- Your task -
Can you write out, word for word, every line of the records below, starting at the line that contains "The component shall identify every instance of the reflection" and continuing through the end of the records?

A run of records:
● ● ● ●
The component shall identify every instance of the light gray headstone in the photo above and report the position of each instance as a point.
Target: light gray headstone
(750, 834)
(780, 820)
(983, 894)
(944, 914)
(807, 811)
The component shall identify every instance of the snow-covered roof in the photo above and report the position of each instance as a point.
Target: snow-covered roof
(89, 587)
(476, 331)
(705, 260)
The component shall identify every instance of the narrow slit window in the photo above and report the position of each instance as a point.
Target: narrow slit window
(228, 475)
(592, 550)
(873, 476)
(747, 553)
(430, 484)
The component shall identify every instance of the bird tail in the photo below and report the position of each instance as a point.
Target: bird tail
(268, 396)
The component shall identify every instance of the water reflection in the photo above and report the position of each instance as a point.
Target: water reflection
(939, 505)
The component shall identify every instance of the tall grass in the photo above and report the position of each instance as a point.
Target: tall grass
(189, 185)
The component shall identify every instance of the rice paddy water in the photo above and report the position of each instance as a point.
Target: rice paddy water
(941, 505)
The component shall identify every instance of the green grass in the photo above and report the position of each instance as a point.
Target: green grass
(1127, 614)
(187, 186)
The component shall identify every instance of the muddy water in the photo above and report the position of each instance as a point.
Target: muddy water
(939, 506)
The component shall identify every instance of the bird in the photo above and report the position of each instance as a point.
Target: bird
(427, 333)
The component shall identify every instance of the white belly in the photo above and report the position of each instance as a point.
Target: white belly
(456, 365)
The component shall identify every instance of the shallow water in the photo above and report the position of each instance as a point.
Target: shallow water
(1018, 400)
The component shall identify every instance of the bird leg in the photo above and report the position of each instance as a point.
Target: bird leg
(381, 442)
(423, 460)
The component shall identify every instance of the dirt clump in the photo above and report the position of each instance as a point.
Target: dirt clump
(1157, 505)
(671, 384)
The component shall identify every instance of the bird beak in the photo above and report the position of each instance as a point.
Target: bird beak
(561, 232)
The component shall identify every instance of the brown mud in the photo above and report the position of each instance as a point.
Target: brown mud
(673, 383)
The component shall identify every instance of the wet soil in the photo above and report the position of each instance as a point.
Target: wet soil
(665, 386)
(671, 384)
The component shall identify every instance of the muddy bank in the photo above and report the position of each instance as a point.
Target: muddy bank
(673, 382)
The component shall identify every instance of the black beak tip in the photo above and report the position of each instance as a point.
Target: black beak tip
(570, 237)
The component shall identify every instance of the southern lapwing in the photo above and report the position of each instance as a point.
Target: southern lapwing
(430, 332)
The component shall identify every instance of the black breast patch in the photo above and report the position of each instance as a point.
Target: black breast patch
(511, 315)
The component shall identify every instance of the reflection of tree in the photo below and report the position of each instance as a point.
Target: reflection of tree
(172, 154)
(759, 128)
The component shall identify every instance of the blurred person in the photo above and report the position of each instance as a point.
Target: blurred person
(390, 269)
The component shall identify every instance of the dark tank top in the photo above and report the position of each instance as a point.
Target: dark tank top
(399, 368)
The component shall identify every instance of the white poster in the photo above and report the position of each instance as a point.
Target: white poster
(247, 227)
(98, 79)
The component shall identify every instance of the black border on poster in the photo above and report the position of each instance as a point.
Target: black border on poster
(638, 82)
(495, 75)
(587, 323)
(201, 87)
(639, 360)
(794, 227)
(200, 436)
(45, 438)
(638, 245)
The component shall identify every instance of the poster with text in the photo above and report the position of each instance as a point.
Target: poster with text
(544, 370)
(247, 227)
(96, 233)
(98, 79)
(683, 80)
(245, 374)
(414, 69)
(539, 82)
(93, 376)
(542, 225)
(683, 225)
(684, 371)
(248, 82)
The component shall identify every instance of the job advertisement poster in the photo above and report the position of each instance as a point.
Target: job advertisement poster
● ● ● ●
- Exercise answer -
The component shall identify every instance of the reflection of tree in the photo below and report the position of each instance as a point.
Target: reflection of tree
(172, 154)
(759, 128)
The component shall identify every instance of the blurred person in the photo above and report the position of each instance as a point.
Target: blurred person
(390, 269)
The component shall identify every instance of the dark tank top in the photo above and report the position of each instance as a point.
Target: dark tank top
(399, 368)
The component shall identify every instance of the white poster in the photo above and report the position of each instance as a point.
Target: white poster
(247, 227)
(98, 79)
The component shall identify every instance of the black border on poster in the photo above and report the position of each instance as a point.
Target: black border on poster
(638, 82)
(495, 75)
(587, 323)
(201, 87)
(639, 360)
(794, 227)
(200, 436)
(45, 438)
(638, 245)
The component shall identify every instance of the poster with text in the photo above and report the position of each instance as a point.
Target: poster with text
(544, 370)
(247, 227)
(96, 233)
(98, 79)
(683, 80)
(245, 374)
(414, 69)
(539, 82)
(93, 376)
(542, 225)
(683, 225)
(684, 371)
(248, 82)
The component shall identify every instance of the job advertisement poster in the photo above and report the position of each instance as a point.
Target: job advertisement poster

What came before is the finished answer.